Task goal. In order, list each parenthetical citation in the text about Will Barrett and his father's suicide, copying each exactly, including its parentheses.

Extracted text.
Content starts
In addition to finding meaning and purpose to his life, Will Barrett in Walker Percy’s The Last Gentleman must attribute some meaning to his father’s suicide in order to resolve his ongoing grief. Suicide survivors experience dramatic shock and trauma as explained in a compendium of articles in Living With Grief After Sudden Loss. Judith M. Stillion, a contributing suicidology expert, states that “those grieving loss by suicide often are left with questions such as why their loved one killed themselves, and what, if anything, might have been done to prevent the suicide” (50). Questions like these are generally unanswerable, and thus they may prolong the process of grieving and condemn “survivors to live in the shadow of that suicidal death far longer than is healthy” (Stillion 50). As a suicide survivor, Will Barrett at the age of nineteen, not only has the usual identity search of a young man, but he also has a special and time-consuming burden to overcome the heightened feelings of guilt, shame, and rejection caused by his father’s suicide. In the end, Jamie and Sutter Vaught, as adopted family, help Will find meaning in life and resolution with his father’s suicide.

Suicide may be the least forgivable sin of all human betrayals; Ed Barrett arrogantly and selfishly committed suicide, leaving himself dead and unanswerable to his son. As John M. Schwartz states, what finally provoked Mr. Barrett to suicide was, “His dance of honor collapsed amidst its moral ambiguities. At the last, he was a moralist, but his world completely failed to stand at the moral attention he demanded” (117). What he wanted was for all gentlemen to accept the burden of noblesse oblige, and for there to be a distinction between a gentleman and others (Schwartz 117). Walker Percy’s Ed Barrett states on the night of the suicide,”They’ve won” (Percy 330). The fornicators, bribers, takers of bribes, the hypocrites all the enemies of lawyer Ed Barrett, refused to fight against him. They refused to fight him because they were no longer seen as bribers and fornicators, but as everyone else (Schwartz 118). The elder Barrett fails to connect meaningfully with anyone in his life including his son; he tells his son moments before he kills himself, “In the last analysis, you are alone” (Percy 331). Whatever the source of this despair leading to suicide, Will’s father has failed to grasp the most important purpose of life one does not have to save the world or right all the wrongs, but he just has to touch the lives of a few people. Ed Barrett was arrogant and selfish when he did not realize that mattering in his son’s life was enough incentive to live; consequently, Will would live the next part of his life in search of resolution.
Content ends
Data.
Content starts
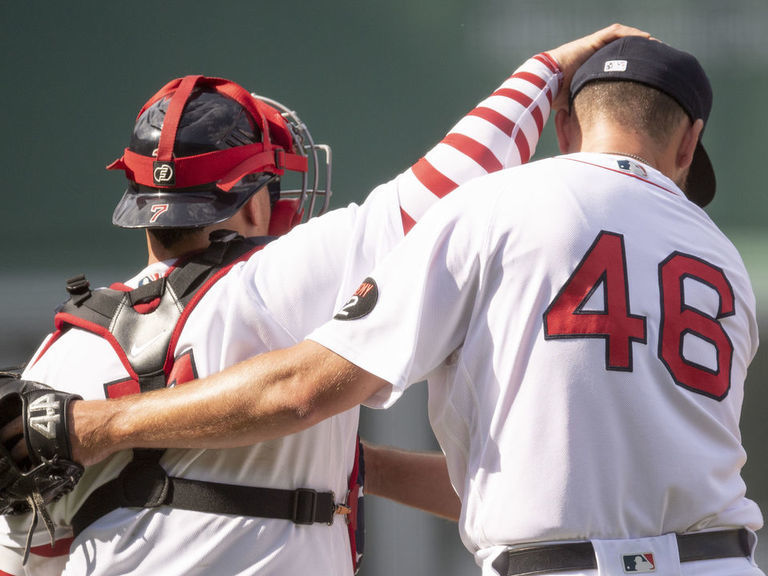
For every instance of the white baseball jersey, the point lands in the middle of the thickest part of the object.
(585, 331)
(273, 300)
Content ends
Solved exercise.
(50)
(Stillion 50)
(117)
(Schwartz 117)
(Percy 330)
(Schwartz 118)
(Percy 331)